### やること
以下の原文で、小山ゼミ2020年度3年Cグループのメンバーとして名前が挙がっているのは誰ですか？全員を答えてください。

小山ゼミ 2020年度3年Cグループ(助川楓、丸茂ななみ、塩塚さくら、谷川海羽)
本稿はゼミ論文の概要を簡潔にまとめた「サマリー」である。
1.問題意識
日本では育児休暇を取得する男性がごくわずかであり、その理由は、育児休暇を取りづらい風潮があるからです。しかし、新型コロナウイルスが流行したことがきっかけで、多くの企業が在宅ワークを取り入れ、育児休暇を取得しなくても、必然的に家にいる時間が長くなりました。そこで、私たちはこれまで育児休暇を取りづらい風潮があった男性(父親)に注目し、ワークスタイルの変化が父親への意識・行動に与える影響について研究しました。
2.仮説
「在宅ワーク(休業・時短勤務)経験前よりも在宅ワーク(休業・時短勤務)経験後の方が、父親の育児参加度は上がる」と考え、以下の仮説を設定しました。

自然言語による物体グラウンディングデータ

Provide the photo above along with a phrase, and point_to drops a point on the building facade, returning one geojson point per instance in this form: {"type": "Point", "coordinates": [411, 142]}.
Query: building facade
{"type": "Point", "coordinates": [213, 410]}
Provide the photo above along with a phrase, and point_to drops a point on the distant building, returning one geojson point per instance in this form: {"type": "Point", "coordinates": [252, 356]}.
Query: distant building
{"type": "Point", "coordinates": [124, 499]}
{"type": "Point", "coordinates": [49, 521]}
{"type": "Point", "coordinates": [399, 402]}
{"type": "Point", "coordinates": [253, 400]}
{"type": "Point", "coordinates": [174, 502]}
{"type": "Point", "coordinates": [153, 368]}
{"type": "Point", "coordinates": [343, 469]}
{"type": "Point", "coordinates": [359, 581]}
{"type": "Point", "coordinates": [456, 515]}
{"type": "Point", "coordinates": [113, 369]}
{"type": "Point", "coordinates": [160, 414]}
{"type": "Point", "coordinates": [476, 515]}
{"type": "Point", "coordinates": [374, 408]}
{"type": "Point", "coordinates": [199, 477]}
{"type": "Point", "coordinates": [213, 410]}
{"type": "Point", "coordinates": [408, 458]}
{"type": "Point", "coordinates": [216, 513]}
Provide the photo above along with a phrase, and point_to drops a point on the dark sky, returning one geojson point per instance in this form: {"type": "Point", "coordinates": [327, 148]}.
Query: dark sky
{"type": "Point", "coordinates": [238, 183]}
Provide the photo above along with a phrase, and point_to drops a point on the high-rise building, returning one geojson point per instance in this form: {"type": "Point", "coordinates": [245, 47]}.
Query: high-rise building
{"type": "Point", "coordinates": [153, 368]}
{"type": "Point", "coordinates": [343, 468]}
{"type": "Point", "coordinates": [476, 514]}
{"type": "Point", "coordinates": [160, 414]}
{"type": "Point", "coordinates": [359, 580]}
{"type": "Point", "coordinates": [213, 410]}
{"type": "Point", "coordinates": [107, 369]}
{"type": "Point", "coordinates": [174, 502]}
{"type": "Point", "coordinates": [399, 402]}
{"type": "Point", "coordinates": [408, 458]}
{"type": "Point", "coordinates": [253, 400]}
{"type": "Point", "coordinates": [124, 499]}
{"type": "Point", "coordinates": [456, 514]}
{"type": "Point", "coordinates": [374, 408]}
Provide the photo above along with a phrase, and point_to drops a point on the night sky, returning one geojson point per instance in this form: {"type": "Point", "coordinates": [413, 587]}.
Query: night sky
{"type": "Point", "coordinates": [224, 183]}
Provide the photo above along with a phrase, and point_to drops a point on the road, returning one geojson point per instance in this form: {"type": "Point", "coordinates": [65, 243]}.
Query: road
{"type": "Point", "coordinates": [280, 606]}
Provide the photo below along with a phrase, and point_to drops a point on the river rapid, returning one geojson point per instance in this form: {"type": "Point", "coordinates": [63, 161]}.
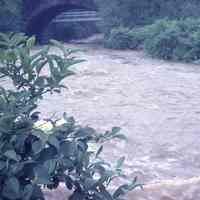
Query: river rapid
{"type": "Point", "coordinates": [157, 105]}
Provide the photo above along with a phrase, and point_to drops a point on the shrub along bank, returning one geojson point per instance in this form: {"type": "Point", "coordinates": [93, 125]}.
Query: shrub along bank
{"type": "Point", "coordinates": [166, 39]}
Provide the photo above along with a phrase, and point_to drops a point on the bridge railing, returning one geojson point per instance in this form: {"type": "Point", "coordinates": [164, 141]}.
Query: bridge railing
{"type": "Point", "coordinates": [77, 16]}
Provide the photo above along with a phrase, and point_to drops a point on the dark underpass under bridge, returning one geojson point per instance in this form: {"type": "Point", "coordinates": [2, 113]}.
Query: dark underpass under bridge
{"type": "Point", "coordinates": [39, 13]}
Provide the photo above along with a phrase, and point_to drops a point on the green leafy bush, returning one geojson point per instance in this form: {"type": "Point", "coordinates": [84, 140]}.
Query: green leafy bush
{"type": "Point", "coordinates": [118, 39]}
{"type": "Point", "coordinates": [32, 158]}
{"type": "Point", "coordinates": [131, 13]}
{"type": "Point", "coordinates": [174, 40]}
{"type": "Point", "coordinates": [11, 17]}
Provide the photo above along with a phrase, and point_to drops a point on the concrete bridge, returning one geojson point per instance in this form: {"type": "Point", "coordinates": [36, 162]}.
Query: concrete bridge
{"type": "Point", "coordinates": [39, 13]}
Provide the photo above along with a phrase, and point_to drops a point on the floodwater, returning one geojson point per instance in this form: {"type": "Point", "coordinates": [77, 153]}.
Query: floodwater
{"type": "Point", "coordinates": [156, 103]}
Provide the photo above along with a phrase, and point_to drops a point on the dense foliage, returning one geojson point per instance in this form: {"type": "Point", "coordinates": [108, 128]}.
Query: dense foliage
{"type": "Point", "coordinates": [131, 13]}
{"type": "Point", "coordinates": [32, 158]}
{"type": "Point", "coordinates": [166, 39]}
{"type": "Point", "coordinates": [176, 40]}
{"type": "Point", "coordinates": [11, 18]}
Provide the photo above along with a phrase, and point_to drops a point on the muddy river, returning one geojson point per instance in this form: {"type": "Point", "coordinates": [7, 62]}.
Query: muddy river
{"type": "Point", "coordinates": [156, 103]}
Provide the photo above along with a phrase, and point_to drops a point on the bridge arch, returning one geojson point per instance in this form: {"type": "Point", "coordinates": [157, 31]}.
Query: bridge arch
{"type": "Point", "coordinates": [40, 15]}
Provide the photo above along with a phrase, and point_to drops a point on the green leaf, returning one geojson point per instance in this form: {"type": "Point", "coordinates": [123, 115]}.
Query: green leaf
{"type": "Point", "coordinates": [68, 148]}
{"type": "Point", "coordinates": [120, 162]}
{"type": "Point", "coordinates": [54, 141]}
{"type": "Point", "coordinates": [11, 189]}
{"type": "Point", "coordinates": [11, 154]}
{"type": "Point", "coordinates": [2, 165]}
{"type": "Point", "coordinates": [99, 151]}
{"type": "Point", "coordinates": [41, 175]}
{"type": "Point", "coordinates": [37, 146]}
{"type": "Point", "coordinates": [50, 165]}
{"type": "Point", "coordinates": [30, 42]}
{"type": "Point", "coordinates": [28, 191]}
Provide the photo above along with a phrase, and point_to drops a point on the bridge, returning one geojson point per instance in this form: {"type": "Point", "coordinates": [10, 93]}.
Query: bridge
{"type": "Point", "coordinates": [77, 16]}
{"type": "Point", "coordinates": [39, 13]}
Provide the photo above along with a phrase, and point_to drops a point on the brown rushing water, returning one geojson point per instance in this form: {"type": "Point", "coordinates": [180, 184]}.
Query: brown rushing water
{"type": "Point", "coordinates": [156, 103]}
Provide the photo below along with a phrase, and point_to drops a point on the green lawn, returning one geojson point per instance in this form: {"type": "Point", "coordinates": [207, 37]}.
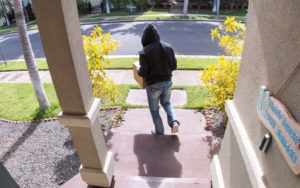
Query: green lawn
{"type": "Point", "coordinates": [13, 28]}
{"type": "Point", "coordinates": [119, 63]}
{"type": "Point", "coordinates": [18, 101]}
{"type": "Point", "coordinates": [17, 66]}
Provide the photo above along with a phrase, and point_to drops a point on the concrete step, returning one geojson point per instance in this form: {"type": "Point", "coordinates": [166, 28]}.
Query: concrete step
{"type": "Point", "coordinates": [155, 182]}
{"type": "Point", "coordinates": [144, 182]}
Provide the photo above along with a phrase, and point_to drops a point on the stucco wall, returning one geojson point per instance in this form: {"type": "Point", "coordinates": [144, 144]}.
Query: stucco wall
{"type": "Point", "coordinates": [271, 53]}
{"type": "Point", "coordinates": [95, 2]}
{"type": "Point", "coordinates": [232, 164]}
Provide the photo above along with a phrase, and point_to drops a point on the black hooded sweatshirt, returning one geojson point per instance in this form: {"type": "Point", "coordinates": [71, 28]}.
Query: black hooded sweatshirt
{"type": "Point", "coordinates": [157, 59]}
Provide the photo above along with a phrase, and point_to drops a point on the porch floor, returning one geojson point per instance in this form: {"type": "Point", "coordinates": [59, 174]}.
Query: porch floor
{"type": "Point", "coordinates": [146, 160]}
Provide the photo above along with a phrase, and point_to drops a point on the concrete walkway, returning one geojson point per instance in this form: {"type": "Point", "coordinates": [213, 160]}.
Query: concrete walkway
{"type": "Point", "coordinates": [146, 160]}
{"type": "Point", "coordinates": [180, 77]}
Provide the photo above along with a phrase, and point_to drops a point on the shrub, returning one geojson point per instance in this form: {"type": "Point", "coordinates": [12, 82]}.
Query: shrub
{"type": "Point", "coordinates": [96, 46]}
{"type": "Point", "coordinates": [83, 7]}
{"type": "Point", "coordinates": [220, 79]}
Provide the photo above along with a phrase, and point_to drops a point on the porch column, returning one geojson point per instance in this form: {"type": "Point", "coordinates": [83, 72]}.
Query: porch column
{"type": "Point", "coordinates": [60, 33]}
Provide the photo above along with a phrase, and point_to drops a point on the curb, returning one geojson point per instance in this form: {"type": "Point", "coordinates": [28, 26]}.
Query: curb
{"type": "Point", "coordinates": [152, 20]}
{"type": "Point", "coordinates": [30, 121]}
{"type": "Point", "coordinates": [127, 21]}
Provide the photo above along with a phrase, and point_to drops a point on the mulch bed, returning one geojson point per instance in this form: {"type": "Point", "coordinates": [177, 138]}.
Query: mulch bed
{"type": "Point", "coordinates": [41, 153]}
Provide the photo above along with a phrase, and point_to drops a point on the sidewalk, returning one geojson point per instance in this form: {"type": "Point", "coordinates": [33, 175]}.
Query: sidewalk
{"type": "Point", "coordinates": [120, 76]}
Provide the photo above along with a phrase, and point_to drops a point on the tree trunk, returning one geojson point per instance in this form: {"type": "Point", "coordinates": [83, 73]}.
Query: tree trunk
{"type": "Point", "coordinates": [5, 13]}
{"type": "Point", "coordinates": [107, 6]}
{"type": "Point", "coordinates": [185, 7]}
{"type": "Point", "coordinates": [29, 56]}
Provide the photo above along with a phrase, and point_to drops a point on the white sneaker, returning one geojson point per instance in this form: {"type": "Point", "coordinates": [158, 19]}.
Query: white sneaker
{"type": "Point", "coordinates": [175, 128]}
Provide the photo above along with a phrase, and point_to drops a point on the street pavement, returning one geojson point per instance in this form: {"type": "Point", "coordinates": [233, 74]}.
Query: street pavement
{"type": "Point", "coordinates": [180, 77]}
{"type": "Point", "coordinates": [187, 38]}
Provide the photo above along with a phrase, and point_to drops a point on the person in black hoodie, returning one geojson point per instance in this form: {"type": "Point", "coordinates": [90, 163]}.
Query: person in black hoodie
{"type": "Point", "coordinates": [157, 61]}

### 想定される答え
助川楓、丸茂ななみ、塩塚さくら、谷川海羽